--- Records provided ---

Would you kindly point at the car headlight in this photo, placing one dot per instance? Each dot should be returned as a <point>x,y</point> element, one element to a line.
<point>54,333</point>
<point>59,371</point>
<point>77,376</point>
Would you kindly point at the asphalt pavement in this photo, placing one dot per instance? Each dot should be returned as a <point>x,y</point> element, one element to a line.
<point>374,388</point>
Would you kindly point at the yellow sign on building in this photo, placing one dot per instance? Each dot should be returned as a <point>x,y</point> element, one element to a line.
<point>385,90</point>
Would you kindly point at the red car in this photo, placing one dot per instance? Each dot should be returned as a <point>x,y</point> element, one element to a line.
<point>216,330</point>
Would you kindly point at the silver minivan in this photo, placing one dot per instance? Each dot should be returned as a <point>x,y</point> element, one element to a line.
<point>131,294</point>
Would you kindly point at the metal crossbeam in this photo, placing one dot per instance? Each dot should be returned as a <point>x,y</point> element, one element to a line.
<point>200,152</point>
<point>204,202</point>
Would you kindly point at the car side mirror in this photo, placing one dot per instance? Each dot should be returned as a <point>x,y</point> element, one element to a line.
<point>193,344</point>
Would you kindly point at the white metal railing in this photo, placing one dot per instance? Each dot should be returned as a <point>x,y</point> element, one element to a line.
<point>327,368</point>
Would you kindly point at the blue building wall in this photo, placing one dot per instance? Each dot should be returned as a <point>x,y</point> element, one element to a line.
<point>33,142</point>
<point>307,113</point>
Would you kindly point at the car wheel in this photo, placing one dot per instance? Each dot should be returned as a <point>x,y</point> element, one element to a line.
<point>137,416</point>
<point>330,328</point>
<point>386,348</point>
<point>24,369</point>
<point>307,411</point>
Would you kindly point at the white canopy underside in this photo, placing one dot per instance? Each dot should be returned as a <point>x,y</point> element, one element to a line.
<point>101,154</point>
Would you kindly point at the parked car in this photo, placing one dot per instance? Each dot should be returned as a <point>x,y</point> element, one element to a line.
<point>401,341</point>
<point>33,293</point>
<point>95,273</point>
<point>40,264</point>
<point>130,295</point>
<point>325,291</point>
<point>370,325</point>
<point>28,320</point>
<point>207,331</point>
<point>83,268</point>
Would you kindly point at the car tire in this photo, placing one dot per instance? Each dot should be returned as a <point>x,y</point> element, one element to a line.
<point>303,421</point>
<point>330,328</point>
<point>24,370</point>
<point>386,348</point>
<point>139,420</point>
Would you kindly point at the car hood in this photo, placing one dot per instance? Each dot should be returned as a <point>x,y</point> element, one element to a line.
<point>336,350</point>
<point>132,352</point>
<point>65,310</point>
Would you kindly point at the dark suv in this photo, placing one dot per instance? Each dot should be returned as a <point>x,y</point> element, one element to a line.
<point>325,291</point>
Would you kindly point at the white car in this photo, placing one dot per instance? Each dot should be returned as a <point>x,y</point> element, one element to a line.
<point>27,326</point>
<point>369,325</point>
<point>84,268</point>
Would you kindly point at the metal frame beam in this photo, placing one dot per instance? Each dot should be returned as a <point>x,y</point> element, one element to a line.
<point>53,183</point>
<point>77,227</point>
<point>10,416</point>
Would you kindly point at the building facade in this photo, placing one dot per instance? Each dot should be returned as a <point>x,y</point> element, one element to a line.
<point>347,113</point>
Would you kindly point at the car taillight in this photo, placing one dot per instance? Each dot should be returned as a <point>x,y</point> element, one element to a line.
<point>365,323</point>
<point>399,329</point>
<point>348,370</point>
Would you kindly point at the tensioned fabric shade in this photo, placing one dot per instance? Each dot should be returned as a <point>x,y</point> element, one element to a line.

---

* Activity
In full and without alteration, transcribe the entries above.

* Answer for this exercise
Would you kindly point at the car headlight in this photo, placing one dot per instance? Each dot should be returned as a <point>x,y</point> element, one element to a line.
<point>54,333</point>
<point>59,371</point>
<point>77,376</point>
Would you kindly point at the asphalt pavement in this photo, placing one dot per instance? Each dot should be returned as a <point>x,y</point> element, one element to a line.
<point>374,388</point>
Would you kindly point at the yellow sign on building in this photo, placing one dot per instance? Each dot should be returned as a <point>x,y</point> element, one element to a line.
<point>385,90</point>
Would you kindly point at the red car in this photo, placing one dot per instance? Each dot should be returned as a <point>x,y</point> element, one element to a line.
<point>216,330</point>
Would you kindly point at the silver minivan in this photo, placing one dot per instance? Each dot should be returned as a <point>x,y</point> element, one element to a line.
<point>131,294</point>
Would you kindly point at the metal crossbeam in this photo, placing one dot per instance? Each dot should be returned as a <point>x,y</point> element, one element to a line.
<point>200,152</point>
<point>204,202</point>
Would you kindly point at the car side mirror in this photo, placing one dot per instance? Each dot should be returned as a <point>x,y</point> element, one element to a line.
<point>193,344</point>
Would you kindly point at the white metal railing in this photo, placing one dot per instance? Each dot should be returned as a <point>x,y</point> element, one element to a line.
<point>327,368</point>
Would you kindly point at the blue building wall in this photo, placing one dot per instance? Each dot should be returned as a <point>x,y</point> element, one element to a line.
<point>33,142</point>
<point>307,113</point>
Would you kindly point at the car wheel in this photo, placing one dot per instance? Each dot should be returned as a <point>x,y</point> element, one element to a line.
<point>137,416</point>
<point>330,328</point>
<point>386,348</point>
<point>24,369</point>
<point>307,411</point>
Would you kindly point at the white canopy underside in this photo, placing one dot per instance? Each dot should be returned as a <point>x,y</point> element, one element to a line.
<point>101,154</point>
Would you kindly point at the parked car in this photo, placing one dot per instance? Each dot should be returned as a <point>x,y</point> element, one element to a line.
<point>401,341</point>
<point>33,293</point>
<point>95,273</point>
<point>40,264</point>
<point>130,295</point>
<point>325,291</point>
<point>370,325</point>
<point>28,320</point>
<point>207,331</point>
<point>83,268</point>
Would you kindly point at the car tire in this photo, placing one dot per instance? Each dot should be returned as a <point>x,y</point> element, one element to a line.
<point>303,421</point>
<point>330,328</point>
<point>24,370</point>
<point>386,348</point>
<point>139,420</point>
Would you kindly point at the car hood in this photo, placing one dot per instance? Each dot should be returned as a <point>x,y</point> element, one element to a line.
<point>336,350</point>
<point>132,352</point>
<point>65,310</point>
Would you kindly point at the dark suv in this photo, placing one dot per instance? Each dot should be returned as a <point>x,y</point> element, one element to a line.
<point>325,291</point>
Would you kindly point at the white car in this photo, placing one dot per instance? Each dot should be returned as a <point>x,y</point> element, one element to a line.
<point>27,326</point>
<point>369,325</point>
<point>84,268</point>
Would you kindly point at the metal frame beam in this photo, placing one dot per instance? Each dot should be returned as a <point>x,y</point> element, one element to a line.
<point>53,183</point>
<point>77,227</point>
<point>10,416</point>
Would you kindly point at the building facade in this photo, placing one dot per instance? Each dot should be returned as a <point>x,y</point> element, one element to a line.
<point>347,113</point>
Would you kindly point at the car taillight in this photo, placing one dot per instance? Each dot should be returned as a <point>x,y</point> element, one element to a line.
<point>365,323</point>
<point>399,329</point>
<point>348,370</point>
Would you kindly point at the tensioned fabric shade in this photo, placing one dot per instance? Each dot should be returned as a <point>x,y</point> element, one element to a line.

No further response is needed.